**EXERCISE:** Using the data below, copy out all lines with the word "fence".

**SOURCE DATA:**
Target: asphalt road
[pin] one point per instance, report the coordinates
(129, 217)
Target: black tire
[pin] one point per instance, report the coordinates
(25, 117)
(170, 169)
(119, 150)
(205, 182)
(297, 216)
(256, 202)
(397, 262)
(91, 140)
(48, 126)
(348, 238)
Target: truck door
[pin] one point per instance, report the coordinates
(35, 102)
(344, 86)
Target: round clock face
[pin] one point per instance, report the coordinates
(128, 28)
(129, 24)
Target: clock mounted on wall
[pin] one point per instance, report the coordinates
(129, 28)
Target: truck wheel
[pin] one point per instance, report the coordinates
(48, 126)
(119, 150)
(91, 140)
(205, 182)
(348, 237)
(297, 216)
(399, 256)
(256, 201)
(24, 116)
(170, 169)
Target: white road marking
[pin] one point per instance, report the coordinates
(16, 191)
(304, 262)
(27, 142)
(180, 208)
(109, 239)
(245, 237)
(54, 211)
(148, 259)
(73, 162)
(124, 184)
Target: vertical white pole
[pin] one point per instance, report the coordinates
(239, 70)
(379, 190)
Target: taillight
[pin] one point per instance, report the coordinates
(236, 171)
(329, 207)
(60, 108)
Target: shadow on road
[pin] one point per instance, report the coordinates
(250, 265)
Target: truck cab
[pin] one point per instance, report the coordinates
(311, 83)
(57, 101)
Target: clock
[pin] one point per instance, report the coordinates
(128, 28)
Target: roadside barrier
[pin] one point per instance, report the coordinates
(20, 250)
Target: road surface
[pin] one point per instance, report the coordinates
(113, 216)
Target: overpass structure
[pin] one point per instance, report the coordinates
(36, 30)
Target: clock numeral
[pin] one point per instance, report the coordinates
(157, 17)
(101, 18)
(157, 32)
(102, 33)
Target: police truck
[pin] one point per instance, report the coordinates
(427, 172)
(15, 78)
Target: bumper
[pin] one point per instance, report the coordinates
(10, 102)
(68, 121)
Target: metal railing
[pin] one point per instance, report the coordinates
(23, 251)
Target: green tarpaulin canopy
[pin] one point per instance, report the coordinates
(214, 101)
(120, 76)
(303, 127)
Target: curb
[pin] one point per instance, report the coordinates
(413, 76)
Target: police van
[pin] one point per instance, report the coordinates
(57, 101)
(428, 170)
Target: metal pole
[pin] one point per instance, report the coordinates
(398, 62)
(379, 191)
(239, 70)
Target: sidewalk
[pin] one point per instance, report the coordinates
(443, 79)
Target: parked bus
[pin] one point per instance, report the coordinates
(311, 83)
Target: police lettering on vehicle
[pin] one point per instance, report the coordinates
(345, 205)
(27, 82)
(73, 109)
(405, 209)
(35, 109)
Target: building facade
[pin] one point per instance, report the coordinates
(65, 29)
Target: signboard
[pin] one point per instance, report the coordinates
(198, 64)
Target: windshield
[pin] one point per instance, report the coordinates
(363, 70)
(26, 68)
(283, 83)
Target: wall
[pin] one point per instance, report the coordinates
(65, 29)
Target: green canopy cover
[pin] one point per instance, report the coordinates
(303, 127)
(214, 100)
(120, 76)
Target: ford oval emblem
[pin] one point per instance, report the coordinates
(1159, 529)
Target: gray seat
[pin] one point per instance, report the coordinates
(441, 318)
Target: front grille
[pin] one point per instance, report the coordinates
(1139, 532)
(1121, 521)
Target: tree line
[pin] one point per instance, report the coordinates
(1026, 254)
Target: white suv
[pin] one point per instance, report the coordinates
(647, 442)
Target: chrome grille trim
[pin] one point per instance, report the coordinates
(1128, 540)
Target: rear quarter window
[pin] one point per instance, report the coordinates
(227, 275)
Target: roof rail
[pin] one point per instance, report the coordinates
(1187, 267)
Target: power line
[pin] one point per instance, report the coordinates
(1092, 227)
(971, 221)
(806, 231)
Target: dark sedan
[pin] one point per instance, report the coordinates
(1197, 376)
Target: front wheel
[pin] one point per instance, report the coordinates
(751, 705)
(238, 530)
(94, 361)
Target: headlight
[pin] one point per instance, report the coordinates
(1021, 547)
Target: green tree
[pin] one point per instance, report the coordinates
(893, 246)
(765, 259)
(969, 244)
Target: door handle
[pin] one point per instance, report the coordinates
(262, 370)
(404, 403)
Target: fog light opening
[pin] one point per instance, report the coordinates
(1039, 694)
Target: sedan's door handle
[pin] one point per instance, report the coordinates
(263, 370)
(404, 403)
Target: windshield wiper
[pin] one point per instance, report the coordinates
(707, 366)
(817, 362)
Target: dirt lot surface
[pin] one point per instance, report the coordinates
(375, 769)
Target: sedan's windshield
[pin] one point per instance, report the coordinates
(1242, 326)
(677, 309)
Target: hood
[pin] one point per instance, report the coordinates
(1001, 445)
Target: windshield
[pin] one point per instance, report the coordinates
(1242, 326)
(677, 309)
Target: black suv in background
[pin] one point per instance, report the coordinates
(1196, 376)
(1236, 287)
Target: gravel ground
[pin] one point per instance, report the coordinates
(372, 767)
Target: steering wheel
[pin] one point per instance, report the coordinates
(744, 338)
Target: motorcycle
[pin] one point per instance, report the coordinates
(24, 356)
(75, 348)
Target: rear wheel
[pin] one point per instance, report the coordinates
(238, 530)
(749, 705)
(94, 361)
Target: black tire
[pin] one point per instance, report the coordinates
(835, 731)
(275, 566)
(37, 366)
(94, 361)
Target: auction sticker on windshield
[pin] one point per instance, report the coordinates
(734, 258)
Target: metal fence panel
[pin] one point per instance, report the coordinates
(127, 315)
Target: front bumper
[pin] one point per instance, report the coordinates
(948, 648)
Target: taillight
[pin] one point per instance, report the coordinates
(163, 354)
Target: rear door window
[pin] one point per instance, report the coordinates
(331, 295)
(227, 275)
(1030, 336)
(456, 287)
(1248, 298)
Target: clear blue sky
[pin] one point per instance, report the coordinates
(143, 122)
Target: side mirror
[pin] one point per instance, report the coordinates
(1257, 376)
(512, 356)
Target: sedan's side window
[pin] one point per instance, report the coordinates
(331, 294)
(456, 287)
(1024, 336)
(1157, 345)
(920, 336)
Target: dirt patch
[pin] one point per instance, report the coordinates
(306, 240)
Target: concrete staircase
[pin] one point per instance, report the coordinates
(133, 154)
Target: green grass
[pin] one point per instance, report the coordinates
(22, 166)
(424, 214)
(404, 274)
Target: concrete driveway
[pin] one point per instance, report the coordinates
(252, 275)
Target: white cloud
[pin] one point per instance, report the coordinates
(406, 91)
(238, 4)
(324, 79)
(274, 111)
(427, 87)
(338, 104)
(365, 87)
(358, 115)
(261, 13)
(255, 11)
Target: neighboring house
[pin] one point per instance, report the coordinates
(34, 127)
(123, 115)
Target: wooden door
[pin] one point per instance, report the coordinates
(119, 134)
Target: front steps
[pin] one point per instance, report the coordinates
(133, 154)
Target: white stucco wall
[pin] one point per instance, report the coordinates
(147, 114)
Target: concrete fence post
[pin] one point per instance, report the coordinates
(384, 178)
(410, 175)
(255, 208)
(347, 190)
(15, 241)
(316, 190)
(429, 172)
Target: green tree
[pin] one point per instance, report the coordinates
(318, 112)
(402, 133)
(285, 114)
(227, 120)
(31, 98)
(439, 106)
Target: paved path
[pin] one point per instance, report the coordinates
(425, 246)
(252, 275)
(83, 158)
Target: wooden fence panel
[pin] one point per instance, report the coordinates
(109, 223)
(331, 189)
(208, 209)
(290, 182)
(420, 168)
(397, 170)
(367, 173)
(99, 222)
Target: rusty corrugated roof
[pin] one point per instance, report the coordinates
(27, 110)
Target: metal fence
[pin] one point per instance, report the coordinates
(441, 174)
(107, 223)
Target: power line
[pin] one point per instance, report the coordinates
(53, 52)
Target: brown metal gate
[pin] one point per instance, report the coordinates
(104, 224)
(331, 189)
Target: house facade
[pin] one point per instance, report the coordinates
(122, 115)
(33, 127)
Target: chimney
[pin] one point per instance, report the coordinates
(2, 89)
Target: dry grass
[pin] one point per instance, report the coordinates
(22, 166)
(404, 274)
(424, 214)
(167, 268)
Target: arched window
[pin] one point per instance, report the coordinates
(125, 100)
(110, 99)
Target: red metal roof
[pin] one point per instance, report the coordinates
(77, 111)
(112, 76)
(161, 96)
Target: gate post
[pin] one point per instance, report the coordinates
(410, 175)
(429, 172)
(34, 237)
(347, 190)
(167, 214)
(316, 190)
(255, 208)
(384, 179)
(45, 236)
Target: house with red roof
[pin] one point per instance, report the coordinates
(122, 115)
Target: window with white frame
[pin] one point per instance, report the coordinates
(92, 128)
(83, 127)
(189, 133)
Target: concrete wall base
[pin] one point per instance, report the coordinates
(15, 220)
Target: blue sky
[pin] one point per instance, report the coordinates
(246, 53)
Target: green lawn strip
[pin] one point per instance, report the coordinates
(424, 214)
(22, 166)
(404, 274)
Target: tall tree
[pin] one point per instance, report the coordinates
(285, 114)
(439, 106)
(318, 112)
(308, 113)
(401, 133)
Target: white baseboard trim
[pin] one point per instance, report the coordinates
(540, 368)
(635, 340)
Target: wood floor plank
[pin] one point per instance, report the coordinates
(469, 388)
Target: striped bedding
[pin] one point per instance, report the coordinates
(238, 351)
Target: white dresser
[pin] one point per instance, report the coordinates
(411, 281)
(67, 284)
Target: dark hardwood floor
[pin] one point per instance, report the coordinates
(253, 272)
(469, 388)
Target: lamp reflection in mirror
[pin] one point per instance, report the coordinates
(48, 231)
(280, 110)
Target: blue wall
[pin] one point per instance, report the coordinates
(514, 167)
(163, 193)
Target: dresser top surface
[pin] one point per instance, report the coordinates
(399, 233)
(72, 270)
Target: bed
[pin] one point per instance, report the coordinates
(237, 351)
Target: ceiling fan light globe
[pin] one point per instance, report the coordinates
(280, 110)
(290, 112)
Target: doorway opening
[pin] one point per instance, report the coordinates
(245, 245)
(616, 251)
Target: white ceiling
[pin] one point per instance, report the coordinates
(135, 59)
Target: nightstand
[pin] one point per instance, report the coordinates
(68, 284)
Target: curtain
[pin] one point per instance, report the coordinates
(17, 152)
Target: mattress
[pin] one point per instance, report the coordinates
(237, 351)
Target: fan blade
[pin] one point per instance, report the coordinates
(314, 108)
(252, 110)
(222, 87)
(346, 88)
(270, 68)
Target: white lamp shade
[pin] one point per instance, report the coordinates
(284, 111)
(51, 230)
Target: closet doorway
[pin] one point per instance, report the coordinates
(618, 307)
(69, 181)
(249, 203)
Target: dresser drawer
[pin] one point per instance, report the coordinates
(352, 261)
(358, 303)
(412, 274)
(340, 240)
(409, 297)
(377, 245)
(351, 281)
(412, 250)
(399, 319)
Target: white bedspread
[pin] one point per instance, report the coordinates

**EXERCISE OUTPUT:**
Target: metal fence panel
Target: concrete fence post
Target: wooden fence panel
Target: metal fence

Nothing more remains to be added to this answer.